**Given entries**

──────

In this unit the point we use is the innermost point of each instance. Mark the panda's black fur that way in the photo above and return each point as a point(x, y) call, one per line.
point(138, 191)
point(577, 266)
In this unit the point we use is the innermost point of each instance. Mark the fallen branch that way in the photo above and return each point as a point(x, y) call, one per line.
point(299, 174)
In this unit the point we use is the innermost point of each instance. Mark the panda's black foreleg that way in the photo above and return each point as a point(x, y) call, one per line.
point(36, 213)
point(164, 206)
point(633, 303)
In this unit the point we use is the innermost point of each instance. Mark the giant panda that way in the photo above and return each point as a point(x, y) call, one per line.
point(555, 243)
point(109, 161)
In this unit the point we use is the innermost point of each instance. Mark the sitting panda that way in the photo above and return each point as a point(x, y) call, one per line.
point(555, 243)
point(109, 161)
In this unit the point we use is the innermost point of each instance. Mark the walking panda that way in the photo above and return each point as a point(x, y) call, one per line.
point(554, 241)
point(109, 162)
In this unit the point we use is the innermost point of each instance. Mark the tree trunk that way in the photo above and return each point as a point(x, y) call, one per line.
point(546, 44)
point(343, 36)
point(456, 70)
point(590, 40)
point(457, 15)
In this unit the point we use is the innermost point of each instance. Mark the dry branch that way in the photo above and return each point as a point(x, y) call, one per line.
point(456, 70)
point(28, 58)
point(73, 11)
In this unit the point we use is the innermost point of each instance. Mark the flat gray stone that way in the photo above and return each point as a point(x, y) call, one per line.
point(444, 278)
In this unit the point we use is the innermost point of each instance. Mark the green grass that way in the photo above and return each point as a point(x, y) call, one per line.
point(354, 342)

──────

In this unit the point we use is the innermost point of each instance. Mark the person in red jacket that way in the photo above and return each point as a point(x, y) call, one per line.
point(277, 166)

──────

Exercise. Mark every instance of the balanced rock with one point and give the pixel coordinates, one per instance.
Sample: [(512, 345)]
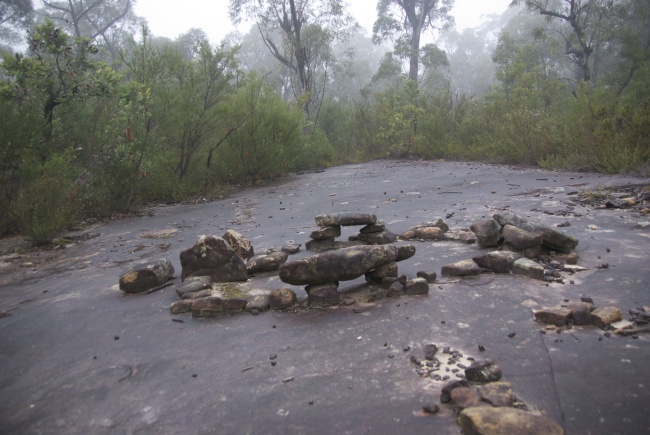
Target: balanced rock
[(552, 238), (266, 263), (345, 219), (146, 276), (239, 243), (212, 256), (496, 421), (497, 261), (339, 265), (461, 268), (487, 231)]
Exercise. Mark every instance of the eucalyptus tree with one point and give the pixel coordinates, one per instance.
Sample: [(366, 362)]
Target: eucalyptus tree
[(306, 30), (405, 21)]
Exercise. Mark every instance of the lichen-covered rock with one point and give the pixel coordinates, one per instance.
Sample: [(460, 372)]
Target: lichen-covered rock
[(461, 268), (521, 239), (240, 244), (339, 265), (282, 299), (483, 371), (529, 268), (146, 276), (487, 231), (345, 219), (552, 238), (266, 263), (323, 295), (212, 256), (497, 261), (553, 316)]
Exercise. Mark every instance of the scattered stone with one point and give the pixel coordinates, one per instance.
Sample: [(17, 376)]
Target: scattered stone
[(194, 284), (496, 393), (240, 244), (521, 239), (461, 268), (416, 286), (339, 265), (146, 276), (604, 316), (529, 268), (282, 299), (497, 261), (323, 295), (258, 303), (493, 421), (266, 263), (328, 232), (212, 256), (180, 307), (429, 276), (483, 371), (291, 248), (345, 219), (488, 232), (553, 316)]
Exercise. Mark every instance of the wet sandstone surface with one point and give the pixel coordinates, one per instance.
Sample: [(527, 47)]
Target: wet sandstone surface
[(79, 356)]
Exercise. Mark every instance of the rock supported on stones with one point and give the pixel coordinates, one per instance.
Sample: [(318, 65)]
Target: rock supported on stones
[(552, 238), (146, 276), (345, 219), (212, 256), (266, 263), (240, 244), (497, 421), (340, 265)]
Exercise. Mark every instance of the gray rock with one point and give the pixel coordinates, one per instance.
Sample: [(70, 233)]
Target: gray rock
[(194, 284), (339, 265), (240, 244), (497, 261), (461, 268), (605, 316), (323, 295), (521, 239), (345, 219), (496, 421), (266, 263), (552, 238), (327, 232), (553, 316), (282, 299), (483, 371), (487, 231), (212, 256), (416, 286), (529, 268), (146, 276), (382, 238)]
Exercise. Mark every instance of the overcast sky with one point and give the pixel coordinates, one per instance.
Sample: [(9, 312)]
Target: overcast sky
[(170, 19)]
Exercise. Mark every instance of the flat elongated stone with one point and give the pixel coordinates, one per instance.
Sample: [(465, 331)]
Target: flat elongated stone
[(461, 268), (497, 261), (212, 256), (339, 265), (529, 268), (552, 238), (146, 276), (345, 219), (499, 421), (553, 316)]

──────

**Exercise details**
Wherever the string "Sample" is found in the listing above, copy the line that contains it.

**Solution**
Sample: [(512, 345)]
Sample: [(366, 362)]
Sample: [(460, 372)]
Sample: [(17, 376)]
Sample: [(527, 47)]
Sample: [(318, 65)]
Sample: [(70, 233)]
Sample: [(9, 312)]
Sample: [(465, 331)]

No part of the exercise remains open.